**SOURCE TEXT:**
^^^^

Fast fashion is speeding up once again as some brands get their clothes to the sales floor in as little as one week—leaving original quick-turn stores in the dust. According to Business Insider, young customers are demanding the new wave of “ultra fast fashion,” and turnaround times that were disrupting the industry as recently as last year can no longer keep retailers above water. Online retailers like Asos & Boohoo are outpacing former industry front-runners by moving clothes from concept to sales floor in less than four weeks. Zara’s formerly-fast five-week pace can’t keep up with the new turnaround, and neither can H&M’s six-month slog. These up and comers’ fast-paced supply chains, coupled with Millennial-minded tactics and strong social media presences, are driving a 30-35% expected sales growth for Asos and 50% for Boohoo. Zara and H&M, meanwhile, saw slowing YOY sales growth; H&M has admitted its need to speed up and announced plans to change its supply chain accordingly.
H&M isn’t just promising to speed up to stay on top, they’re trying other tactics as well. In the wake of the retail wasteland, the brand is launching a new “modern-day market.” Their new spin-off brand Arket will offer higher-end clothing and home goods that reflect its “brand DNA” of “timeless, crisp, quality and warmth.” The first store is expected to open in London at the end of August, and will also include cafés serving Nordic food. With company shares falling to their lowest levels in March, and interest in fast fashion potentially slowing, H&M is betting on expansion into niche brands to widen their reach to all types of consumers, and it’s not their first foray into niche territory. Their “grown up” spin off brand & Other Stories is making collaborations with surprisingly under-the-radar indie designers a regular part of their offerings. The effort has reportedly seen successful growth.
Buying the Startups
If you can’t beat ‘em, buy ‘em. That seems to be the motto of major retailers these days, as they snatch up the fashion upstarts that have been chipping away at their business. Earlier this year, Walmart purchased online fashion womenswear darling Modcloth, and shortly thereafter, continued their e-commerce buying binge by buying men’s fashion site Bonobos. The e-retailer started online selling high-end men’s clothing and has since opened 30 showrooms where consumers can be fitted and place orders for home deliveries. The acquisition was the fourth for the Walmart since digital chief Marc Lore took over and made catching up on online shopping a priority. Of course, Amazon has also been rumored to be eyeing innovative fashion startups like Le Tote and Everlane.

^^^^

**EXPLORE THE MATERIAL:**
(1) In the fast-fashion article, extract the passage from "Buying the Startups" up to and including "Tote and Everlane.".
(2) According to the fast-fashion article, where and when is the first Arket store expected to open?
(3) Which fashion startups or e-retailers does the fast-fashion article name as either bought by Walmart or rumored to interest Amazon?

^^^^

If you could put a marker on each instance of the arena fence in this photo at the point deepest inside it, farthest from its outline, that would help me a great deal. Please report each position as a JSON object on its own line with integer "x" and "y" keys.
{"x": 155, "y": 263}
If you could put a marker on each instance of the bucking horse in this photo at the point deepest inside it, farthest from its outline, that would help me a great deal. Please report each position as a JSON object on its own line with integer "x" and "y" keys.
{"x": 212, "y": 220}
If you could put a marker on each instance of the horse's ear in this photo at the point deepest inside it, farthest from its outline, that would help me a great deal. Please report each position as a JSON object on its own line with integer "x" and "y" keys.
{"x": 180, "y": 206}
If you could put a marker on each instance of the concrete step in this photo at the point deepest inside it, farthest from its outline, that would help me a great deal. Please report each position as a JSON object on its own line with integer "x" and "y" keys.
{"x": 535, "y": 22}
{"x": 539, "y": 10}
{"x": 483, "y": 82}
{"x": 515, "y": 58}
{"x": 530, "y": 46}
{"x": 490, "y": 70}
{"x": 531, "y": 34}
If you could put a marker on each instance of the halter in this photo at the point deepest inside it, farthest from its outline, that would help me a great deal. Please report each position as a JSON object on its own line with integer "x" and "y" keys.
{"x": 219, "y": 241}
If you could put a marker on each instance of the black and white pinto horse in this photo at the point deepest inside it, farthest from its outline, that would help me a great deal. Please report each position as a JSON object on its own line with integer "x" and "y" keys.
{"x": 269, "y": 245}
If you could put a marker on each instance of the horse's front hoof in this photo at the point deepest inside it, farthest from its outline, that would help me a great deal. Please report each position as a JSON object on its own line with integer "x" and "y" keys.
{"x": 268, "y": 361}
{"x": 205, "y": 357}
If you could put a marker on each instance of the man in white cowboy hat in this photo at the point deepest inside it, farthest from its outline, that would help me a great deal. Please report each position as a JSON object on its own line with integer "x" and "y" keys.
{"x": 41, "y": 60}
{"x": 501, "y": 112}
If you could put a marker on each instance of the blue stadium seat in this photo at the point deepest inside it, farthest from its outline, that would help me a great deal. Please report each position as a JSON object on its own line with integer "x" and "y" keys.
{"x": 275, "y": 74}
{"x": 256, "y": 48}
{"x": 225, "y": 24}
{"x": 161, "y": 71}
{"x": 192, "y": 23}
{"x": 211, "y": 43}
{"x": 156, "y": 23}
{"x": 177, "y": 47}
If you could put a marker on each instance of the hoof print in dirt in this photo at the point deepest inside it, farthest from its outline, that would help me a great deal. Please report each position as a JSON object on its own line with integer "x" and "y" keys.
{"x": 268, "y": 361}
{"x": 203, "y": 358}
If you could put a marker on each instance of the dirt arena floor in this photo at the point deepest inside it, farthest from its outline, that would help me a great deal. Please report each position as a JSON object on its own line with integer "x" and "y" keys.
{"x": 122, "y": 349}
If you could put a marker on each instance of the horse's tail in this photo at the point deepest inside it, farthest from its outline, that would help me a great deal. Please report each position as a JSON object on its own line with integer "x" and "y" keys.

^^^^

**RESPONSES TO THE TASKS:**
(1)
Buying the Startups
If you can’t beat ‘em, buy ‘em. That seems to be the motto of major retailers these days, as they snatch up the fashion upstarts that have been chipping away at their business. Earlier this year, Walmart purchased online fashion womenswear darling Modcloth, and shortly thereafter, continued their e-commerce buying binge by buying men’s fashion site Bonobos. The e-retailer started online selling high-end men’s clothing and has since opened 30 showrooms where consumers can be fitted and place orders for home deliveries. The acquisition was the fourth for the Walmart since digital chief Marc Lore took over and made catching up on online shopping a priority. Of course, Amazon has also been rumored to be eyeing innovative fashion startups like Le Tote and Everlane.

(2) In London, at the end of August.

(3) Modcloth, Bonobos, Le Tote, Everlane